** Start INFORMATION PROVIDED **

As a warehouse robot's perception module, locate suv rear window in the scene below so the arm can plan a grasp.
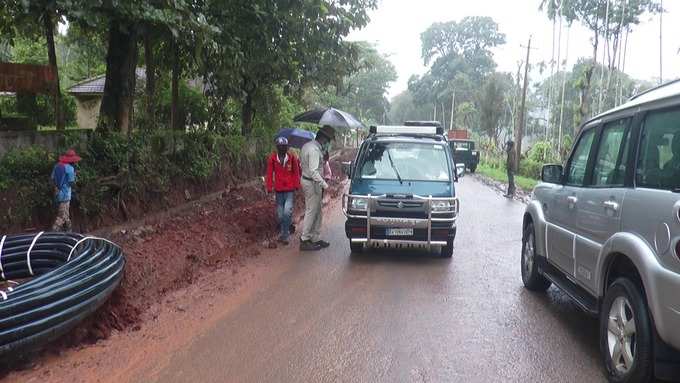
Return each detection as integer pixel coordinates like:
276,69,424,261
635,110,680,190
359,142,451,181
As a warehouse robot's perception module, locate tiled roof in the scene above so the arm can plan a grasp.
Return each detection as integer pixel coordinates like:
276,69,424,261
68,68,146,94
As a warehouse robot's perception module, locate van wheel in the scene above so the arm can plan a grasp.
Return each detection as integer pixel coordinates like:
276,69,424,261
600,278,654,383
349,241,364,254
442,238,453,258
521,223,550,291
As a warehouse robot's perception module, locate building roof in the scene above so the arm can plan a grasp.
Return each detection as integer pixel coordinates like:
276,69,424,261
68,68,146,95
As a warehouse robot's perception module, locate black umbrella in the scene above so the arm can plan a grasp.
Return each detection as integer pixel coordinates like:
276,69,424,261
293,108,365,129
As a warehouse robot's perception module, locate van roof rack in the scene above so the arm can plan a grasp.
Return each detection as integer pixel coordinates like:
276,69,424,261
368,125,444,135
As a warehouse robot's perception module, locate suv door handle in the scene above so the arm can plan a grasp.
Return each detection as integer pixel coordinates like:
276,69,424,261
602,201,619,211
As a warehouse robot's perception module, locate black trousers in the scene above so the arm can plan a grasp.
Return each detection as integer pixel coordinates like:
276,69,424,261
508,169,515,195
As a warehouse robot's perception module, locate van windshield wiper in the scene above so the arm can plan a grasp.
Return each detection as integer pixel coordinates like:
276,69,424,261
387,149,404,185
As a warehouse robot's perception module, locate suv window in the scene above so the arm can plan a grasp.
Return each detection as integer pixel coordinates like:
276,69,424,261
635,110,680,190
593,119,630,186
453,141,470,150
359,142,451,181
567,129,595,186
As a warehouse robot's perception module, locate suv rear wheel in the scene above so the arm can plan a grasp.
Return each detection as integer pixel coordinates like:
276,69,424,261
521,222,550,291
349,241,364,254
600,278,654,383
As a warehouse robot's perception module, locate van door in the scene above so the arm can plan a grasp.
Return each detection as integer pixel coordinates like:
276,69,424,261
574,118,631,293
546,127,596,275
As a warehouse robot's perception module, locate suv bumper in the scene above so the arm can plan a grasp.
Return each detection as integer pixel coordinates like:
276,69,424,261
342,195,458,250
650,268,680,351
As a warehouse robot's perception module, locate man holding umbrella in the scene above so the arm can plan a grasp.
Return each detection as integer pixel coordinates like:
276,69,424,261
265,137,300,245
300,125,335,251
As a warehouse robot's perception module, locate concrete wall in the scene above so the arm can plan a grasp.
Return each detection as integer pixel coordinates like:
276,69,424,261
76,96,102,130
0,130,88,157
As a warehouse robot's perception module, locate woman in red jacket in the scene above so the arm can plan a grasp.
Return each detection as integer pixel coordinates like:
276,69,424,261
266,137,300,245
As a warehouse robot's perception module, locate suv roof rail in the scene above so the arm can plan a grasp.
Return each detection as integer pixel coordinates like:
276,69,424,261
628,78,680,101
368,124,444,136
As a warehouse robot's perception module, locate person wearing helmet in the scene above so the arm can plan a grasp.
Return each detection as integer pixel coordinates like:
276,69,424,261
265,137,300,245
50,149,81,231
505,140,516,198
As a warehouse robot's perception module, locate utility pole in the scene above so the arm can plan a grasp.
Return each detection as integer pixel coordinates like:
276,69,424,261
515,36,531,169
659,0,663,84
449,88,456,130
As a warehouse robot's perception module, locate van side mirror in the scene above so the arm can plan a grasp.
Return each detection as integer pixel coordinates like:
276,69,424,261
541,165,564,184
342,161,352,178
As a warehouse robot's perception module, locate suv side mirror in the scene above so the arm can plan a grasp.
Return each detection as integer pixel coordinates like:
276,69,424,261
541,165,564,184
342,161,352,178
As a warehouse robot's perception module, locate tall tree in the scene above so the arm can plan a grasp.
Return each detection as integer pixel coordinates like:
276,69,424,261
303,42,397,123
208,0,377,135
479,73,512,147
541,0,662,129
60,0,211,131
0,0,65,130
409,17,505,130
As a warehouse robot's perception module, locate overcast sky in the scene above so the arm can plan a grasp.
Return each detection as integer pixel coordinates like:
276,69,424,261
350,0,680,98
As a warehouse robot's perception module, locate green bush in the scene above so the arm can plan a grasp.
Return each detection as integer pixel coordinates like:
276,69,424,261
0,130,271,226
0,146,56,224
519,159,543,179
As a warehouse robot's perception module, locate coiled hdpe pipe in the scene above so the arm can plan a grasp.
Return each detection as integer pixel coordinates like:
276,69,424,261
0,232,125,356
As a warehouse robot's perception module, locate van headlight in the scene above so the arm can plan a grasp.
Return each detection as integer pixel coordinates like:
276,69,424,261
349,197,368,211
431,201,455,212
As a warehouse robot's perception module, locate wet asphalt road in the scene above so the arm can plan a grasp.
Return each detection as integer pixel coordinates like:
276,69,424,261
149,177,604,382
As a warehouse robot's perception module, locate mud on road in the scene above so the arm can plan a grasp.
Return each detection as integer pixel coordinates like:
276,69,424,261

** End INFORMATION PROVIDED **

**TO DO**
Copy every entry above word for word, leaving out the picture.

**FULL OUTPUT**
As a warehouse robot's perception module, locate suv rear window in the scene below so the arm can plan a grasp.
Return each detection as integer pixel coordinates like:
276,69,424,261
635,110,680,190
359,142,451,181
As a warehouse robot's perception module, locate tiled roof in the scene above so the arm can plan a grasp.
Return each detection as integer pixel coordinates like:
276,69,424,261
68,68,146,94
As a warehouse robot's perception module, locate van wheel in the scene above so the arm can plan a grasp.
Return each detection as integer pixel coordinates like:
276,69,424,261
600,278,654,383
349,241,364,254
442,238,453,258
521,223,550,291
As a warehouse robot's perception module, locate building roof in the scene above so the arm can plan a grasp.
Return each detection as integer pixel coordinates like:
276,69,424,261
68,68,146,95
As a warehouse robot's perception module, locate black umbrella in the scene above so the arm can plan a grasp.
Return each detection as integer pixel coordinates like:
276,69,424,261
293,108,365,129
As a warehouse robot's perception module, locate van roof rack in the scene above so the arm can plan a grasp.
Return each detection as integer pixel coordinates like:
276,69,424,261
368,125,444,135
As a warehouse robot's perception module, locate suv door handle in the scene above so the arm can plan a grasp.
Return each detection as integer pixel coordinates like:
276,69,424,261
602,201,619,211
As a warehouse robot's perception module, locate black trousers in the scene above so the arm can plan a grasp.
Return each detection as integer pixel coordinates like:
276,69,424,261
508,169,515,195
As a warehouse robot's perception module, locate van windshield wiper in the scene above so the arm can plan a grasp.
Return each detection as integer pixel coordinates like:
276,69,424,261
387,149,404,185
As a warehouse robot's perception module, locate suv window in the scene above so the arm can plan a grasp.
Return each detection as integer pixel coordinates like:
276,69,424,261
635,110,680,190
593,119,630,186
453,141,470,150
359,142,451,181
567,129,595,186
As a warehouse robot's perception module, locate suv rear wheel in the scene above so the arm can plan a grasp.
Return each detection as integer pixel coordinates like:
276,69,424,261
521,222,550,291
349,241,364,254
600,278,654,383
As a warehouse robot's perception module, locate van door in the scene above so the arm can plan a grasp.
Return each detection as integer pixel coordinates like:
276,69,424,261
574,118,631,293
546,127,596,275
As a warehouse robot's perception module, locate suv bumper in the scene above so the arm can plan a grasp.
Return each detection as integer pixel coordinates like:
276,69,424,261
342,195,458,250
650,268,680,351
As a warehouse robot's perception module, locate man holding umbrella in the scene above so the arm can plan a grasp.
Return each detection as integer pixel coordinates like:
276,69,424,261
265,137,300,245
300,125,335,251
As a warehouse robot's perception module, locate concrete wall in the scene above so the arm can plan a grasp.
Return each detection as integer pixel coordinates like:
276,69,424,261
76,96,102,130
0,130,88,157
As a warehouse robot's perception module, locate woman in red jacket in the scene above so the arm can plan a grasp.
Return each detection as integer pixel coordinates like:
276,69,424,261
266,137,300,245
As a warehouse robot's perception module, locate suv roof rail in the scene above so the arm can plan a grasp.
Return each detection as integer pixel coordinates like:
276,69,424,261
628,78,680,101
368,124,444,136
As a warehouse robot's perception module, locate person wearing helmet in the scene above so the arm can plan a grasp.
Return each detection as integer pixel coordinates like:
276,69,424,261
265,137,300,245
50,149,81,231
505,140,516,198
As a warehouse robot's perception module, locate utility pole in the scene above so the arm can plan a grasp.
Return each detection as integer pixel coordinates like:
276,69,424,261
515,36,531,169
659,0,663,84
449,88,456,130
As a warehouse robot's perception module, locate van side mirror in the scene above so the arm can plan a grasp.
Return each detection as integer pixel coordinates like:
276,69,424,261
541,165,564,184
342,161,352,178
As a warehouse robot's perception module, locate suv side mirror in the scene above so the arm can plan a grasp.
Return each detection as integer pixel coordinates like:
276,69,424,261
541,165,564,184
342,161,352,178
As a warehouse robot's perception module, locate tall tree in the scene above so the arm can plan a grasp.
Return each detection as integer pixel coordinates like:
276,69,424,261
303,42,397,123
208,0,377,135
479,73,512,147
541,0,662,129
60,0,211,131
0,0,65,130
409,17,505,130
As a warehouse robot's perception module, locate overcast sky in the scene above so the arm can plan a grasp.
Return each detection as integer pixel coordinates like:
276,69,424,261
350,0,680,98
As a warehouse robot's perception module, locate green bush in the scene above so the arm can plan a grasp.
Return each detection as integer pixel coordinates like:
276,69,424,261
0,130,271,226
0,146,56,224
519,159,543,179
As a warehouse robot's perception module, locate coiled hdpe pipe in the scene above so the arm can plan a grasp.
Return each detection as integer pixel coordinates like:
276,69,424,261
0,232,125,356
As a warehouse robot's perception module, locate van headlight in the scene above so the arm can plan a grasp.
Return each detection as integer pixel coordinates like:
276,69,424,261
349,197,368,211
431,201,455,212
As a warehouse robot's perception module, locate wet asphalt road in the scene above so the arm can plan a grasp.
Return each detection as integer pixel coordinates like:
276,69,424,261
149,177,604,382
As a warehouse robot's perception module, locate mud on road in the scene above so the arm can plan a grasp.
Return each detection as integer pixel coordinates like:
276,69,424,261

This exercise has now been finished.